© Karen L. King 2012
Gospel of Jesus' Wife: front.
The Gospel of Jesus' Wife, a papyrus fragment of Coptic script containing a suggestion that Jesus may have been married, is an ancient document, and not a modern forgery, says a paper published in the Harvard Theological Review
Tests by teams of engineering, biology, and chemistry professors from Columbia University, Harvard University, and MIT indicate the papyrus dates to between the sixth and ninth centuries, and possibly as far back as the second to fourth centuries.
The brownish-yellow, tattered fragment, about 1 1/2 inches by 3 inches, caused international uproar when it was presented at a conference in Rome in September 2012 by Harvard Professor Karen L. King.
Written in Coptic, a language of ancient Egyptian Christians, the fragment appears to be a broken conversation between Jesus and his disciples.

• [EXERCISE]: Continue the article on the Gospel of Jesus' Wife papyrus fragment from the point where it stops.

• [DATA SECTION]:

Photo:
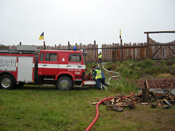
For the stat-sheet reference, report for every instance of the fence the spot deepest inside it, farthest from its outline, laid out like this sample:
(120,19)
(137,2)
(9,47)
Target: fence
(116,51)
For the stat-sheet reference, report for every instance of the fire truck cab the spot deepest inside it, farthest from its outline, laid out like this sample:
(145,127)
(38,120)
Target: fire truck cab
(46,67)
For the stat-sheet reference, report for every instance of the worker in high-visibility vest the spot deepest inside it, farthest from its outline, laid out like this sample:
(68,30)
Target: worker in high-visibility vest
(97,76)
(100,57)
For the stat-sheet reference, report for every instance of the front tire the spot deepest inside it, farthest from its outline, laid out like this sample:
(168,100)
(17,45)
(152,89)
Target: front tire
(7,82)
(64,83)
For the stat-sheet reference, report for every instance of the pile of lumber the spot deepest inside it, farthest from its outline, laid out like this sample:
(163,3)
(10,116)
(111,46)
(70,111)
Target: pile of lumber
(162,100)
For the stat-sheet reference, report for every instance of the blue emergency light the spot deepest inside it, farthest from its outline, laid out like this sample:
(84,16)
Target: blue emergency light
(74,48)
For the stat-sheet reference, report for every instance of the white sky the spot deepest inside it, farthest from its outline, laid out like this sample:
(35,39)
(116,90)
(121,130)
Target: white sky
(83,21)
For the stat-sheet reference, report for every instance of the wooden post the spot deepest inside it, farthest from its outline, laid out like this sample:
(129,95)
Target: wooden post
(68,45)
(121,53)
(148,51)
(113,59)
(95,50)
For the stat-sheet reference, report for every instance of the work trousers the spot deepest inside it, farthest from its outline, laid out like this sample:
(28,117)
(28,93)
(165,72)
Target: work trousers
(98,81)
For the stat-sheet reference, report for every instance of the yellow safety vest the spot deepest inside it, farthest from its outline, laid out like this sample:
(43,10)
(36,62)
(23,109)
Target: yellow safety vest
(98,74)
(100,56)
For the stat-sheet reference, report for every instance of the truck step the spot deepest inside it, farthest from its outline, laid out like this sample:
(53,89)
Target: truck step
(48,79)
(48,85)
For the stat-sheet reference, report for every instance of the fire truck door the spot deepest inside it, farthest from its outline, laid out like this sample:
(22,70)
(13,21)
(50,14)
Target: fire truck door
(25,69)
(50,64)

• [SOLVED EXERCISE]:
The center of the business-card-sized papyrus, which features just eight lines of text on the front and six lines on the back, contained the bombshell phrase "Jesus said to them, 'My wife ...'
"She will be able to be my disciple," said the next line. And then: "I dwell with her."
Dismissed as a "clumsy forgery" by the Vatican newspaper, the Gospel of Jesus' Wife was widely debated by scholars. Skepticism abounded, with several experts arguing over the document's poor grammar and its uncertain provenance.
But according to Harvard Divinity School, "none of the testing has produced any evidence that the fragment is a modern fabrication or forgery."